SUPPLIED DATA
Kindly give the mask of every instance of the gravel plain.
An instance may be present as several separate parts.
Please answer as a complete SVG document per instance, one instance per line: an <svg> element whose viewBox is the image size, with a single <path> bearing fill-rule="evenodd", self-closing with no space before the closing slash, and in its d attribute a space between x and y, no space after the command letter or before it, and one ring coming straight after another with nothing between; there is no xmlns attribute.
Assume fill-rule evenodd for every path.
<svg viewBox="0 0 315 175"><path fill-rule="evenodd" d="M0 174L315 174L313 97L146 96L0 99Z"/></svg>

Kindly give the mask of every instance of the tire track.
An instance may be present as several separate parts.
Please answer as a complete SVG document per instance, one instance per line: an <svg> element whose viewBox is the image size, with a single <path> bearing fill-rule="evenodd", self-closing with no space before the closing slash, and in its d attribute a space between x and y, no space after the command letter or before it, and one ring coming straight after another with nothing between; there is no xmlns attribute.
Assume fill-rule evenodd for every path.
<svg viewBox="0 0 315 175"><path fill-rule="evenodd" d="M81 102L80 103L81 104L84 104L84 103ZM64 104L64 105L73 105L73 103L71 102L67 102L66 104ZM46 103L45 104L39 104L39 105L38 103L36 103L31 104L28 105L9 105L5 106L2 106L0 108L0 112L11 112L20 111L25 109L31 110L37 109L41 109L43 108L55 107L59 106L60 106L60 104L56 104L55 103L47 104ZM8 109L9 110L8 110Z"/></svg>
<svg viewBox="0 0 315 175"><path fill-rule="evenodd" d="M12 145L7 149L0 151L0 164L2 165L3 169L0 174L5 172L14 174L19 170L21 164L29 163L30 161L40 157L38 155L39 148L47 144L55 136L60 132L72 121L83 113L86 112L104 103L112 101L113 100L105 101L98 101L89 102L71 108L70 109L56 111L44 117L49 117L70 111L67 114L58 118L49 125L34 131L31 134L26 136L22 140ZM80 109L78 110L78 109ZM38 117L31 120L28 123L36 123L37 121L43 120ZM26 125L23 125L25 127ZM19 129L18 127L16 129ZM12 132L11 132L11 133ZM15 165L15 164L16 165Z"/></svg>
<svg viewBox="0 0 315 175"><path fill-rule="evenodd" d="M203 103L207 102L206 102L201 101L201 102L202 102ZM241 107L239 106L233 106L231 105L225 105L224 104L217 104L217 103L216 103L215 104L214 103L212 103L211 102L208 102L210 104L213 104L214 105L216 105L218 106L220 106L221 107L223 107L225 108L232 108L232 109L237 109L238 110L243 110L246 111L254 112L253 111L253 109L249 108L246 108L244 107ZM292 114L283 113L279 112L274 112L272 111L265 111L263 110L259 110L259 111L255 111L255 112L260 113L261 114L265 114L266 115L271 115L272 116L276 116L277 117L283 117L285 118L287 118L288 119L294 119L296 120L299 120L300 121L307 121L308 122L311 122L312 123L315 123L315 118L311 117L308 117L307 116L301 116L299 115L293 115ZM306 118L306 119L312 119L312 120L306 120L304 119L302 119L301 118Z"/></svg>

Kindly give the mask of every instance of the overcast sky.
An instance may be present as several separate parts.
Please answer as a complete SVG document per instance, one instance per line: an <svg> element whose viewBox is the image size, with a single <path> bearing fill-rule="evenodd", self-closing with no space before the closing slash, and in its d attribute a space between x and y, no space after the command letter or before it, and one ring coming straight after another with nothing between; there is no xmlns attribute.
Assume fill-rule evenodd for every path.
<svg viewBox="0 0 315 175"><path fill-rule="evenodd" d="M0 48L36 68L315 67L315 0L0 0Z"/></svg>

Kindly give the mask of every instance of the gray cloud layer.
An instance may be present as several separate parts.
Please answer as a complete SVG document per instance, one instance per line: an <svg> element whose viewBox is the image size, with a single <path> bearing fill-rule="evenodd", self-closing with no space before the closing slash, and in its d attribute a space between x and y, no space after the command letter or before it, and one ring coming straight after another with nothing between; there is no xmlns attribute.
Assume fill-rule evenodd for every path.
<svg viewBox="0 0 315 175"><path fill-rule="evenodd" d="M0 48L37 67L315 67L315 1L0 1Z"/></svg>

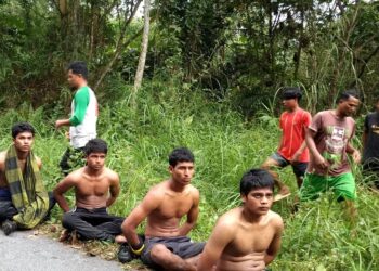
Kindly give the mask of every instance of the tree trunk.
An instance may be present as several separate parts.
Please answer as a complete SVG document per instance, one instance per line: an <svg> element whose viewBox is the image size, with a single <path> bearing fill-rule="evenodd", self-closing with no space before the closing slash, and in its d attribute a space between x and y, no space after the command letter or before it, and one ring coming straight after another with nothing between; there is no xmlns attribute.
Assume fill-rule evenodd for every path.
<svg viewBox="0 0 379 271"><path fill-rule="evenodd" d="M135 107L136 93L141 88L143 70L145 68L145 61L147 54L147 44L148 44L148 31L149 31L149 10L151 10L151 0L145 0L144 7L144 27L142 35L142 44L141 44L141 54L139 59L139 65L136 67L135 79L134 79L134 89L132 92L131 104Z"/></svg>

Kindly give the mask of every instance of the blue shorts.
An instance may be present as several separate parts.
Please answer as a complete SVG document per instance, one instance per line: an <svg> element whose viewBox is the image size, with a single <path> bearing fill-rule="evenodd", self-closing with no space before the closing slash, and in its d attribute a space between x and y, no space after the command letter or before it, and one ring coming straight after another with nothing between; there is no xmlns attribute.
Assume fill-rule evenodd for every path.
<svg viewBox="0 0 379 271"><path fill-rule="evenodd" d="M285 157L283 157L278 152L273 153L270 156L270 158L272 158L273 160L276 160L280 168L285 168L288 165L291 165L293 173L299 178L303 178L305 176L305 171L306 171L306 167L308 167L306 162L305 163L304 162L295 162L291 164L289 160L287 160Z"/></svg>

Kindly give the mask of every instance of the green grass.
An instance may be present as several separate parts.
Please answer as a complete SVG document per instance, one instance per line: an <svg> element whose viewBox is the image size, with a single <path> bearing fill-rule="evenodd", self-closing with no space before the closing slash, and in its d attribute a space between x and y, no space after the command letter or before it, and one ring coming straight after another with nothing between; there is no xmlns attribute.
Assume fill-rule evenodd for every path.
<svg viewBox="0 0 379 271"><path fill-rule="evenodd" d="M110 211L127 216L152 185L168 178L167 156L172 149L185 145L196 156L193 183L201 194L198 224L191 235L207 240L218 216L240 204L241 175L276 150L276 121L262 117L246 122L227 103L209 102L197 92L146 88L140 95L135 112L126 99L101 108L99 136L109 144L107 166L119 173L122 186ZM1 115L1 149L10 144L9 129L16 120L29 120L37 128L35 152L42 158L44 181L52 189L62 178L57 164L68 144L63 131L54 131L53 117L44 116L42 108L34 112L25 105ZM290 212L293 197L284 199L273 207L286 227L273 270L379 270L378 194L368 190L358 167L354 172L358 183L356 235L351 234L342 206L330 194L302 204L296 215ZM291 169L279 175L295 195ZM58 218L60 211L54 216Z"/></svg>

WHAT YOU WILL DO
Pick out every line of the data above that contains the string "mask".

SOLUTION BELOW
Kindly give the mask of every instance of the gravel plain.
Kindly give the mask of every instance of the tire track.
Kindly give the mask of every instance of the overcast sky.
Kindly give the mask of every instance of the gray cloud layer.
Kindly give the mask of every instance of the tree trunk.
Kindly give the mask of every instance of the blue shorts.
Kindly give the mask of every instance of the green grass.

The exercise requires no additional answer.